What is required:
Could you copy the stretch below, from the line containing "of the dense" through the line containing "column 469, row 178", word for word and with any pictures left out?

Data provided:
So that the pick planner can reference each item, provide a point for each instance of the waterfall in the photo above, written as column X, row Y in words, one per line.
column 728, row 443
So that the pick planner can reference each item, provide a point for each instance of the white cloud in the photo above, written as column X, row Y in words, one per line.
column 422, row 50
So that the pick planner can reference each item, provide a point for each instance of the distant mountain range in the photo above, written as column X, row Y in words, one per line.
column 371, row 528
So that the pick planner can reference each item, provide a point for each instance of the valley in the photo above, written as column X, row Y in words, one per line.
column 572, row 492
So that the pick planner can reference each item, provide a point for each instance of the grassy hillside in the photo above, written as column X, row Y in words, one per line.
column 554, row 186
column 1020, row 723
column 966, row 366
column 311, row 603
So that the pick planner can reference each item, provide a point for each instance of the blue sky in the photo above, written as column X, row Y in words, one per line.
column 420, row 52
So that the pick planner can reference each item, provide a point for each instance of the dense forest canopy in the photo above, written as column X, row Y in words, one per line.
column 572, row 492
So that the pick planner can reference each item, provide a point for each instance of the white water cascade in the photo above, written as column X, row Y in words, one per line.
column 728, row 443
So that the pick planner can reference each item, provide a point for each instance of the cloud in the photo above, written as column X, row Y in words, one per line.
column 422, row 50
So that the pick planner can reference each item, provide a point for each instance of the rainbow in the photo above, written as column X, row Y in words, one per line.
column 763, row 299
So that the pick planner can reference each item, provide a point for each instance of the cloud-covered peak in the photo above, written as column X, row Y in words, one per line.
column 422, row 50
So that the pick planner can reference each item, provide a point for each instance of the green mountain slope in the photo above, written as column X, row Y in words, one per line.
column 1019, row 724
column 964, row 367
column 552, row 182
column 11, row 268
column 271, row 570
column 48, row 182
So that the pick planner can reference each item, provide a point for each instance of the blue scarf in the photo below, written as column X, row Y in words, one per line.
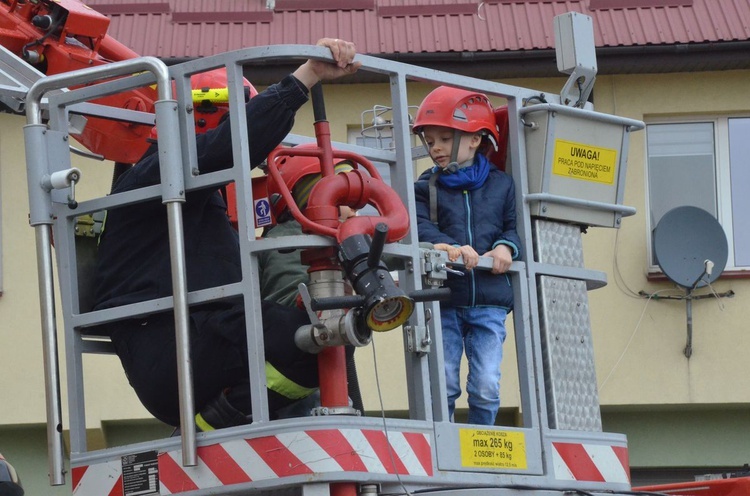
column 469, row 178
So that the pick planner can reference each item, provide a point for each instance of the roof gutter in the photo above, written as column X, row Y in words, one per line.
column 642, row 59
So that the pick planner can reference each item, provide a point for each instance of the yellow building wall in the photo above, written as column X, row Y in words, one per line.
column 638, row 343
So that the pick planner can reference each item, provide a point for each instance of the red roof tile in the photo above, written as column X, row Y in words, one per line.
column 194, row 28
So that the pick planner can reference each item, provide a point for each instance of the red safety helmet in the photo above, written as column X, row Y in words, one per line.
column 210, row 96
column 455, row 108
column 300, row 173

Solution to this exercise:
So that the pick planner can reference each item, provide a point for each instance of the dense forest canopy in the photo above, written as column X, row Y in words, one per line.
column 572, row 492
So that the pick planner can reference each item, provide a point for each instance of the white water cascade in the photo above, written as column X, row Y in words, one per line.
column 728, row 443
So that the pick planner can reference each item, provide a point for each instance of the cloud in the photo above, written as column X, row Y in words, one per line.
column 422, row 50
So that the pick planner can reference each item, provide a point for each instance of the rainbow in the photo above, written as column X, row Y in words, one per line.
column 763, row 299
So that the pick planner can reference each item, provide a point for each instance of the cloud-covered peak in the photo above, written as column X, row Y in words, one per line.
column 422, row 50
So that the pick planner can reference each item, provide a point for each instance of the green mountain slope in the photo above, written as column X, row Y in words, one per line.
column 1019, row 724
column 964, row 367
column 552, row 182
column 11, row 268
column 271, row 570
column 48, row 182
So that the pick planner can reference each item, provide a point for each instance of the blue scarf in the photo below, written as column X, row Y in words, one per line.
column 469, row 178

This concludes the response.